Prompt
Everything in the listing below should be repeated exactly, apart from the pictures.

Records to use
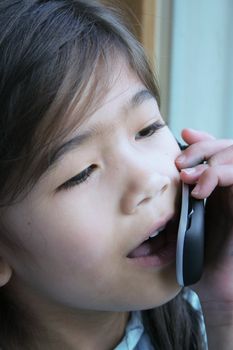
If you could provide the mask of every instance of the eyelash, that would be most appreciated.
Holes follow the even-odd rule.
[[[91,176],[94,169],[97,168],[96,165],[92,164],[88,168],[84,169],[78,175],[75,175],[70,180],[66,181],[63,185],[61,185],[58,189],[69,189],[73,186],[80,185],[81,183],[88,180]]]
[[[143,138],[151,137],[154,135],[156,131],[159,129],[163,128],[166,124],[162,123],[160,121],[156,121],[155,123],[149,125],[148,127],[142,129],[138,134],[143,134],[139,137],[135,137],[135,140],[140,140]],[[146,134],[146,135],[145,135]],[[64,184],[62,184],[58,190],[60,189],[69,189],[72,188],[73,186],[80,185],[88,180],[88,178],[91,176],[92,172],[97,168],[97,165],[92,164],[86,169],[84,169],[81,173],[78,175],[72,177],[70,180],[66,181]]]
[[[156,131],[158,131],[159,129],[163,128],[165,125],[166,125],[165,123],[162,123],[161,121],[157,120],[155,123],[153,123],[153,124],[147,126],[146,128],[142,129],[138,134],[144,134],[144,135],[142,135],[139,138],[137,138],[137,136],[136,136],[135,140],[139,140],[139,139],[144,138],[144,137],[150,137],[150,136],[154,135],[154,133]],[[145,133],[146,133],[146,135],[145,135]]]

Answer box
If you could provide the mask of every instance of the eyelash, that would be most appreciated.
Holes follow the even-odd rule.
[[[91,176],[94,169],[97,168],[96,165],[92,164],[88,168],[84,169],[78,175],[75,175],[70,180],[66,181],[63,185],[61,185],[58,189],[69,189],[73,186],[80,185],[81,183],[88,180]]]
[[[143,138],[151,137],[154,135],[156,131],[159,129],[163,128],[166,124],[162,123],[160,121],[156,121],[155,123],[149,125],[148,127],[142,129],[138,134],[143,134],[139,137],[135,137],[135,140],[140,140]],[[146,134],[146,135],[145,135]],[[64,184],[62,184],[58,190],[60,189],[69,189],[72,188],[73,186],[80,185],[88,180],[88,178],[91,176],[92,172],[97,168],[97,165],[92,164],[86,169],[84,169],[81,173],[78,175],[72,177],[70,180],[66,181]]]
[[[156,131],[158,131],[159,129],[163,128],[165,125],[166,125],[165,123],[162,123],[161,121],[157,120],[155,123],[153,123],[153,124],[147,126],[146,128],[142,129],[138,134],[144,134],[144,135],[142,135],[139,138],[137,138],[137,136],[136,136],[135,140],[139,140],[139,139],[144,138],[144,137],[150,137],[150,136],[154,135],[154,133]],[[145,133],[146,133],[146,135],[145,135]]]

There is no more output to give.